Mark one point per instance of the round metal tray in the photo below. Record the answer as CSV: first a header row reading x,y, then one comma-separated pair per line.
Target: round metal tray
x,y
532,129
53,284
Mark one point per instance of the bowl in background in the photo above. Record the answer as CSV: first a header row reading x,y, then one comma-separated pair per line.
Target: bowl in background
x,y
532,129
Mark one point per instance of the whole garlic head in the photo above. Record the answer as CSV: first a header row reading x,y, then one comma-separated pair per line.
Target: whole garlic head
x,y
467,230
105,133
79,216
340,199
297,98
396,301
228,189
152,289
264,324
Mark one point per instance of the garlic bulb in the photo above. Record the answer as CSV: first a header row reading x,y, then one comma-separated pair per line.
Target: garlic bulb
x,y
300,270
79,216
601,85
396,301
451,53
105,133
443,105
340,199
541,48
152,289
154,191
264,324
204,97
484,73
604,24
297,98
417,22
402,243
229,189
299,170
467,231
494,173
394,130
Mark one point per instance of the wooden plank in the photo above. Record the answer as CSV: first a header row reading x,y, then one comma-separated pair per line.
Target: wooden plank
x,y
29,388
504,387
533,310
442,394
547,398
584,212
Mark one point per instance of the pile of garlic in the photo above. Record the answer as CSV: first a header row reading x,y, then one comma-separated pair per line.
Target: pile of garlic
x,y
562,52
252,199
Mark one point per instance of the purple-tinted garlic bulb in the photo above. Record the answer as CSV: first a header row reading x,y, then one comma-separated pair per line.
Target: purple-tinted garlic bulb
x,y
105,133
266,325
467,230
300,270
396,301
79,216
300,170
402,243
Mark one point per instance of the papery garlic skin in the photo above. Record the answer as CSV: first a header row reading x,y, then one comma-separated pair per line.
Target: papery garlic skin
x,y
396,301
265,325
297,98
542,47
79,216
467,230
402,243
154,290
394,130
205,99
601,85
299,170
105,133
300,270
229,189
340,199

§

■ Exercise details ■
Reproduce exactly the lines above from the line with "Target: bowl in background" to the line with "Mark one point per instance of the wooden", including both, and add nothing.

■ Output of the task ■
Target: bowl in background
x,y
532,129
Mark one point per instance of the whole garlic head in the photo above. Record the answer as CSV: first a header row reading x,y, then one comma-separated pair per line.
Target: whole garlic head
x,y
467,230
105,133
79,216
340,199
297,98
396,301
228,189
152,289
264,324
Mark one point per instance of the garlic bulb in the photo above. Record the answer as CSV: first a header row reading x,y, then one comma-separated pair per line.
Target: garlic bulb
x,y
300,270
79,216
601,85
396,301
451,53
105,133
443,105
340,199
541,48
152,289
154,191
264,324
204,97
484,73
604,24
297,98
417,22
402,243
229,189
299,170
467,231
494,173
394,130
Mark one point per instance of the wooden plank in the photo above. Record the answer as CSV: first a header row reading x,y, then one comma-separated pair per line.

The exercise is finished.